** START OF Data for this exercise **

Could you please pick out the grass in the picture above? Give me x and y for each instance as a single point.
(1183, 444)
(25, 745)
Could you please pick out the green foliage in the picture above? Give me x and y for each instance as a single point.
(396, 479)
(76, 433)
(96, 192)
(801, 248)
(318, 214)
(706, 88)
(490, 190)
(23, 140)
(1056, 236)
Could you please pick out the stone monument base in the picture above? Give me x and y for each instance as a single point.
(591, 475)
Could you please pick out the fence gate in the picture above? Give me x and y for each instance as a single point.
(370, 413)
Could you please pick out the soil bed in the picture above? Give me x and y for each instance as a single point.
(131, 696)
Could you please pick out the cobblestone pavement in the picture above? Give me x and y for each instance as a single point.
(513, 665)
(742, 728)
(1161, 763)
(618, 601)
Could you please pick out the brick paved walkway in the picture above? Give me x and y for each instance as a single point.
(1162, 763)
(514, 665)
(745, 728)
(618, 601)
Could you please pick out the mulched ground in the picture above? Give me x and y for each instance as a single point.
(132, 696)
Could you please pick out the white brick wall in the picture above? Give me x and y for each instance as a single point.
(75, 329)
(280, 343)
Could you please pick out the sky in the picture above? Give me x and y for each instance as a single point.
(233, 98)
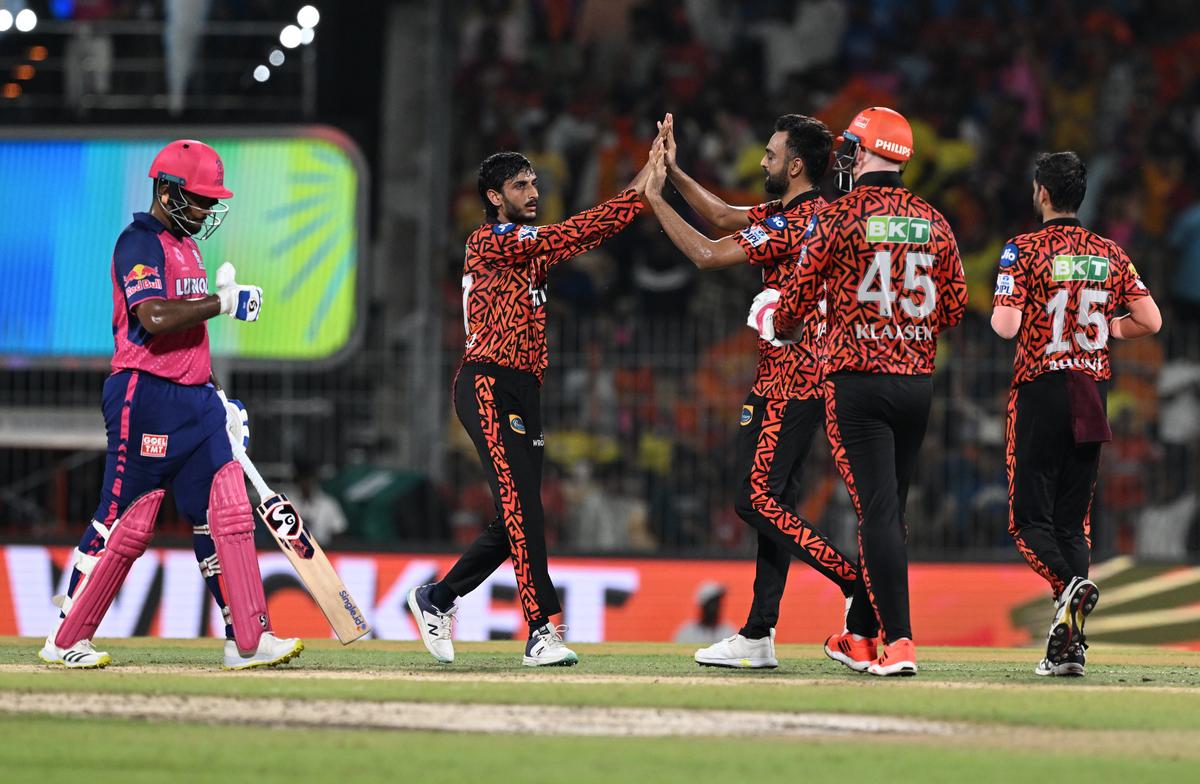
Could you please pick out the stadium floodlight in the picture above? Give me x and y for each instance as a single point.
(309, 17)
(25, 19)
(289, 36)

** END OF Data for this exercise **

▶ Task details: Please write out every line of the records above again, requests included, adding 106 to each x and y coordinate in the answers. Leave the pictures out.

▶ Completed exercise:
Could you please pick out the grass in the picture above? Give me x and y for each instance as a single point.
(1289, 550)
(131, 851)
Could you please pick out the green foliage in the picture above? Give me x and y for each instance as a single point.
(502, 585)
(182, 539)
(202, 298)
(907, 354)
(424, 320)
(812, 194)
(596, 296)
(129, 246)
(1162, 342)
Could you please pick out the stone monument base in the picture above? Give me x and y for each instance as a single point.
(697, 581)
Could you please pick out the fence gate in the picture above? Give me x and y for each instance as a single point.
(476, 519)
Could you please pick out the soil bed in the picture above? Give me x and y for each instance as a single point.
(237, 802)
Could you please pick out the cobblestone pavement in the picture above? Give me x and y for each instance as a single point.
(619, 771)
(848, 834)
(1267, 869)
(724, 707)
Could you please pick out the brick paved walkway in the picture above? Give me x and y for each instance as a single point.
(1268, 869)
(620, 771)
(851, 834)
(724, 707)
Could you please pick out the mulched ground in the picture above? Give me x and y for each instance as a single point.
(238, 802)
Could you please pick out the white brick wall in the picture above? Give me x and y for each instance as a single point.
(181, 435)
(386, 449)
Could you please pick out the sky in the picture above? Give me x and y for each instance as a single point.
(339, 204)
Could you please pick out the stadium floodlight in the picture above? Give me x and y for each instance as a single point.
(415, 123)
(131, 125)
(395, 142)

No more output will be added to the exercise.